Why use `float` instead of `int`?

Variable `length` and `width`:

Can be decimal values (e.g., 5.5, 3.25, 10.75)
Real-world measurements often have decimals
float handles both integers and decimals

Variable `area` and `perimeter`:

Store calculated results
May be decimal even if inputs are integers
Example: length = 5, width = 3 → area = 15.0 (still float)

Examples of decimal inputs:

Length = 5.5 meters, Width = 3.25 meters
Area = 5.5 × 3.25 = 17.875 square meters
int would truncate to 17 (wrong!)

---

5. Taking Input From User

`cout << "Enter length of rectangle: ";`

cin >> length;

`cout << "Enter width of rectangle: ";`

cin >> width;

Step 1: Get length

Prompts user to enter length
Reads and stores in length

Step 2: Get width

Prompts user to enter width
Reads and stores in width

Example:

User enters: length =

5

, width =

3

length = 5.0, width = 3.0

---

6. Calculating Area

area = length * width;

Mathematical formula:

Area = length × width

How it works:

Multiplies length by width
Result is the area in square units

Step-by-step (length = 5, width = 3):

area = 5.0 * 3.0
area = 15.0

Why "square units"?

Supplied information =>
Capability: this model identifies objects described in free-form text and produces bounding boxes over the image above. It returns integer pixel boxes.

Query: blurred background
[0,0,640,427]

The exercise =>
Answer these from the rectangle program walkthrough:
1. What would int truncate the area 17.875 to?
2. What prompt does the program display before reading the width?
3. In the step-by-step calculation with length 5 and width 3, what value does area end up holding?
The data plays no part in what comes next.

Task result =>
1. 17
2. "Enter width of rectangle: "
3. 15.0